__ABOUT THIS EXERCISE__
Identify all lines in the data containing the string "lawn". Copy them out.

** MATERIAL FOR THIS EXERCISE follows **

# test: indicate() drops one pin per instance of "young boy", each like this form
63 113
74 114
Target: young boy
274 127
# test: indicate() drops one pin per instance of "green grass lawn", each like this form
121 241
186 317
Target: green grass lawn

** End of MATERIAL FOR THIS EXERCISE **

__ANSWER TO THIS PROBLEM__
# test: indicate() drops one pin per instance of "green grass lawn", each like this form
Target: green grass lawn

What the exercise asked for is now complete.